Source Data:

• • •

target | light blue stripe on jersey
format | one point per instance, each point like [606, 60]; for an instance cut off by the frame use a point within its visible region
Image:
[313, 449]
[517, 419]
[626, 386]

• • •

Reproduce each line of the entries above verbatim, with nothing changed, added, or omitted.

target | light blue stripe on jersey
format | one point per instance, each point like [606, 60]; for an instance cut off by the frame use a point within its visible region
Image:
[313, 449]
[517, 419]
[626, 386]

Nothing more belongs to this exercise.